[Natural-language object grounding data]
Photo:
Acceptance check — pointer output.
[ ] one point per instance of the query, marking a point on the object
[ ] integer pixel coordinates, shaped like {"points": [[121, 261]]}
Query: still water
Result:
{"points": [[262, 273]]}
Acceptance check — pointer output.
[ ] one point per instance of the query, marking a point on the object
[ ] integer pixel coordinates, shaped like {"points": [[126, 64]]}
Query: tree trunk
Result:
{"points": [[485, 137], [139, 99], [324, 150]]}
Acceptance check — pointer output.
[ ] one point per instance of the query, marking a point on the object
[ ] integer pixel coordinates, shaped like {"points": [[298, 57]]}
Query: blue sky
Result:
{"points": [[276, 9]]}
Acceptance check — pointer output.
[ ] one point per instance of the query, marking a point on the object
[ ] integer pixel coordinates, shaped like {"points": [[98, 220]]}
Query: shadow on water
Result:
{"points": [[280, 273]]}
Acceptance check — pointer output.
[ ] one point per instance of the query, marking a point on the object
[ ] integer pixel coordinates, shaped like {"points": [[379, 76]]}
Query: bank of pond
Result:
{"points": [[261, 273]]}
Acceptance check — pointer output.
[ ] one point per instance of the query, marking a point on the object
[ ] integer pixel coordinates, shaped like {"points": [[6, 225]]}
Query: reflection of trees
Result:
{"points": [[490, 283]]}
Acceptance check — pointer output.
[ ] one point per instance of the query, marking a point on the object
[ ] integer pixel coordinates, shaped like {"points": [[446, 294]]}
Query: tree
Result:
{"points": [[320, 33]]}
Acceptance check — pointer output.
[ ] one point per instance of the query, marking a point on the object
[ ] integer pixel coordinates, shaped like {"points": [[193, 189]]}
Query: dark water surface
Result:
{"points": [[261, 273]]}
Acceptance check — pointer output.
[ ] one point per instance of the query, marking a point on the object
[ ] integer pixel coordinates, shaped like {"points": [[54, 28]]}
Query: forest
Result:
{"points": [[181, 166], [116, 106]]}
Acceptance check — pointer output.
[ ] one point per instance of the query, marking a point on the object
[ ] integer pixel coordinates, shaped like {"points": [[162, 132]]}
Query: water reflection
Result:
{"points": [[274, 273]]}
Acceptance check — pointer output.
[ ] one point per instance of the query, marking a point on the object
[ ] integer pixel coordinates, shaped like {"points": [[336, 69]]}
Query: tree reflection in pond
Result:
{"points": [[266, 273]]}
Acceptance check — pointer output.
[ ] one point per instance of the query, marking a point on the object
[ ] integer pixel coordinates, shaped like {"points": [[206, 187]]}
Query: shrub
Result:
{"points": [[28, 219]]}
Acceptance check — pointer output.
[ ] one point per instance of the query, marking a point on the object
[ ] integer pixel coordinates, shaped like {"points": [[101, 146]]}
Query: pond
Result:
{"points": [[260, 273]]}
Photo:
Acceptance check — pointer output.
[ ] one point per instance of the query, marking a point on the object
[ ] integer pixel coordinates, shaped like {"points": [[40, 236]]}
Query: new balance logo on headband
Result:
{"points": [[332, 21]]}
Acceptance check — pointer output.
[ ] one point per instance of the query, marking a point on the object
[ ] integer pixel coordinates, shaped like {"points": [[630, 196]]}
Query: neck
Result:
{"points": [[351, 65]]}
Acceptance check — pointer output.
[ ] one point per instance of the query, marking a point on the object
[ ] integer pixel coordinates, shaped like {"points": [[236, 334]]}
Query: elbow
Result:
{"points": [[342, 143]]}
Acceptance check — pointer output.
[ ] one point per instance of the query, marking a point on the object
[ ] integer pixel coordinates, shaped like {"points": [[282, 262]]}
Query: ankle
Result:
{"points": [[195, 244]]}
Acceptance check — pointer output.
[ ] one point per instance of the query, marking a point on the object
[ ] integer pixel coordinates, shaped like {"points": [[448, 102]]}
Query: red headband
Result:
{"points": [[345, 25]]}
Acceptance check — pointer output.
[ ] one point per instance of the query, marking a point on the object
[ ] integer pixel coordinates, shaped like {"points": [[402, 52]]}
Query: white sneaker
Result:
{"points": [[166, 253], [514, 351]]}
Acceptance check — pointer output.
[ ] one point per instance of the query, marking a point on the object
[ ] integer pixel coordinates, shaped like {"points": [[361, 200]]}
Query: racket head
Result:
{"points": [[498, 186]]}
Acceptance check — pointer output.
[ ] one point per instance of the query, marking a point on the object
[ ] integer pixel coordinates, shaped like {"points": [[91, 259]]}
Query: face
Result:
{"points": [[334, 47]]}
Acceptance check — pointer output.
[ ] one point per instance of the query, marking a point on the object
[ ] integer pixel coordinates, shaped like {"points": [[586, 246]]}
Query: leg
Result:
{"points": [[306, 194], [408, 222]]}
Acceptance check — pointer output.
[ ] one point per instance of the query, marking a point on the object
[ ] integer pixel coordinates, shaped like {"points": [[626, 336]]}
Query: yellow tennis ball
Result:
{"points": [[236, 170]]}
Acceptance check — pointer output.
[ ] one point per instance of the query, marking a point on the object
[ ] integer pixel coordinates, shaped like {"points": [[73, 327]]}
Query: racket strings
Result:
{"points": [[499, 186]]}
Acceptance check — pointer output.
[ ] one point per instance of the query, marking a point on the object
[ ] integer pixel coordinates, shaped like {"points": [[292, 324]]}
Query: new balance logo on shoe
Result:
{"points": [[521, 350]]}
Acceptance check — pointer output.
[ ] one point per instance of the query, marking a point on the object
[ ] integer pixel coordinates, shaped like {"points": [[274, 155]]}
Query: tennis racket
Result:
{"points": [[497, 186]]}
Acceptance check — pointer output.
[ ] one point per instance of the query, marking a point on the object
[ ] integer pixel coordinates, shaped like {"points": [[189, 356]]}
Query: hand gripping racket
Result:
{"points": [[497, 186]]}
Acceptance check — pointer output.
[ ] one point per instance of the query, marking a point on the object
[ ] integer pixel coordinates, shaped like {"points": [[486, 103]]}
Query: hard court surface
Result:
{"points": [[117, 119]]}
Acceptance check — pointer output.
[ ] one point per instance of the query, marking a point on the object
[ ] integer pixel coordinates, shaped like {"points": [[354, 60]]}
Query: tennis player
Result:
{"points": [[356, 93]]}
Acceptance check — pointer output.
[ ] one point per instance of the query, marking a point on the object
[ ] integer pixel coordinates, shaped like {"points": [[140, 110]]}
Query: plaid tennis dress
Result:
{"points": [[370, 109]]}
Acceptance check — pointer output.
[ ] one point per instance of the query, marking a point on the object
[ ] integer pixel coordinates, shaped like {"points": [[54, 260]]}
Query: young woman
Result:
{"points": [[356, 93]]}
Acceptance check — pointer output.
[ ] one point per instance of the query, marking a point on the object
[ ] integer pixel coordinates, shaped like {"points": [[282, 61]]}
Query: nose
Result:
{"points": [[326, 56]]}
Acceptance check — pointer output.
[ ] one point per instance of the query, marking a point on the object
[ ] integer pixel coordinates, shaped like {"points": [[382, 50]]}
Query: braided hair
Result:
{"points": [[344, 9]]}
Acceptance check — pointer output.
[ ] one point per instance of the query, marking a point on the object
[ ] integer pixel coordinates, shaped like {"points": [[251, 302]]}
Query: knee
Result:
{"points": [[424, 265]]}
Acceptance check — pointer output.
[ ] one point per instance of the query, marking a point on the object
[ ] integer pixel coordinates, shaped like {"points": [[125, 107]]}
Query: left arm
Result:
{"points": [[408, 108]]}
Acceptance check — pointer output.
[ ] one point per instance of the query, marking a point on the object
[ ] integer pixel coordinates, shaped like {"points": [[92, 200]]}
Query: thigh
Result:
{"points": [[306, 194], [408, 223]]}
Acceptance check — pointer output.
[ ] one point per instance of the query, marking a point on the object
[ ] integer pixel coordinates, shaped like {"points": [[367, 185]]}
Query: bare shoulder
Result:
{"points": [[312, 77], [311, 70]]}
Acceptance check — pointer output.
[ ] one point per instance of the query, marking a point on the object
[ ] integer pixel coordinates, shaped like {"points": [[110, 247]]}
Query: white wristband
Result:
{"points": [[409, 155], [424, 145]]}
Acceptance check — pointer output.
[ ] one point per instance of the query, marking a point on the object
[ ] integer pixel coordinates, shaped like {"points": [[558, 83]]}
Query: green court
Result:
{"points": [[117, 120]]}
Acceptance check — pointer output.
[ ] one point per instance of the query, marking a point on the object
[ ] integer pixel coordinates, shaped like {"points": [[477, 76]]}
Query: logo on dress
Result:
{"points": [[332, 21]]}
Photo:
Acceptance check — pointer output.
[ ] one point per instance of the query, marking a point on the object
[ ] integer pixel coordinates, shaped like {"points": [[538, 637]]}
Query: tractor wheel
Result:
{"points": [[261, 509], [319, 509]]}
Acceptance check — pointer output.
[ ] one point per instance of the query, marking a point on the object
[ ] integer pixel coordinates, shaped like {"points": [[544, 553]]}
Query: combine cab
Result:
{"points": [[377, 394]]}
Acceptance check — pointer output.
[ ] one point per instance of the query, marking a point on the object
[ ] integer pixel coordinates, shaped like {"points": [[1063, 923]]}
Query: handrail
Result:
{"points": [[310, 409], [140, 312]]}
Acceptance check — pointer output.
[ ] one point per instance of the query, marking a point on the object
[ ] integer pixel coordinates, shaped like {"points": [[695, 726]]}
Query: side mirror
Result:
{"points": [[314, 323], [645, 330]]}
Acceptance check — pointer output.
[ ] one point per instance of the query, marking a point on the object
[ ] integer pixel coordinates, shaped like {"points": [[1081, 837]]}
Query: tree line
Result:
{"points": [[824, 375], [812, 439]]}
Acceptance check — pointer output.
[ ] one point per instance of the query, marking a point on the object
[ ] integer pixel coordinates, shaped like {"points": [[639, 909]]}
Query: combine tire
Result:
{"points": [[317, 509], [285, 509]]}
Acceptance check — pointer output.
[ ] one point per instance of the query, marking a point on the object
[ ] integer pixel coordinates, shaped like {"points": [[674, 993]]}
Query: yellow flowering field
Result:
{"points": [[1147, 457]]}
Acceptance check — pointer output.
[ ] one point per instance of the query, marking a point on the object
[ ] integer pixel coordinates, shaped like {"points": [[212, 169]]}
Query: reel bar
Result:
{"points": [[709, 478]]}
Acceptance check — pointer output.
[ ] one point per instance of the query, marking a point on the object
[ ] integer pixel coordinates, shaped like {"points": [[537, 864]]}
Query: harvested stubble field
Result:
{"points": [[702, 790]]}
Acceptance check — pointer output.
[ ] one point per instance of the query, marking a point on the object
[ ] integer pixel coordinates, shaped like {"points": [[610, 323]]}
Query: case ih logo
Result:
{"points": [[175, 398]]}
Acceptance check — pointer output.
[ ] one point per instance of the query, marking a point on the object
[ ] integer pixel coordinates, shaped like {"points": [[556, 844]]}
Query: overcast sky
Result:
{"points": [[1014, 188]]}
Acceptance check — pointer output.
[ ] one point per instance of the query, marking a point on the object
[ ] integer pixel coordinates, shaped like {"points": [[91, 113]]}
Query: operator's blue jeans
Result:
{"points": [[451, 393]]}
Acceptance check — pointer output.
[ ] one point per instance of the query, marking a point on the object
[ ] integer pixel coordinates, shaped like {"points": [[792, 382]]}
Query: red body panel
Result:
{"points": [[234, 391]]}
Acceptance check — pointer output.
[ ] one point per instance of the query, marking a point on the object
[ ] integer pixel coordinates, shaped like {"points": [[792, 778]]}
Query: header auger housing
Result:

ASSIGNMENT - Your answer should consist of every line from the entries that holds "tennis".

WRITTEN REPLY -
Query: yellow tennis ball
Query: tennis racket
Query: tennis player
Query: plaid tennis dress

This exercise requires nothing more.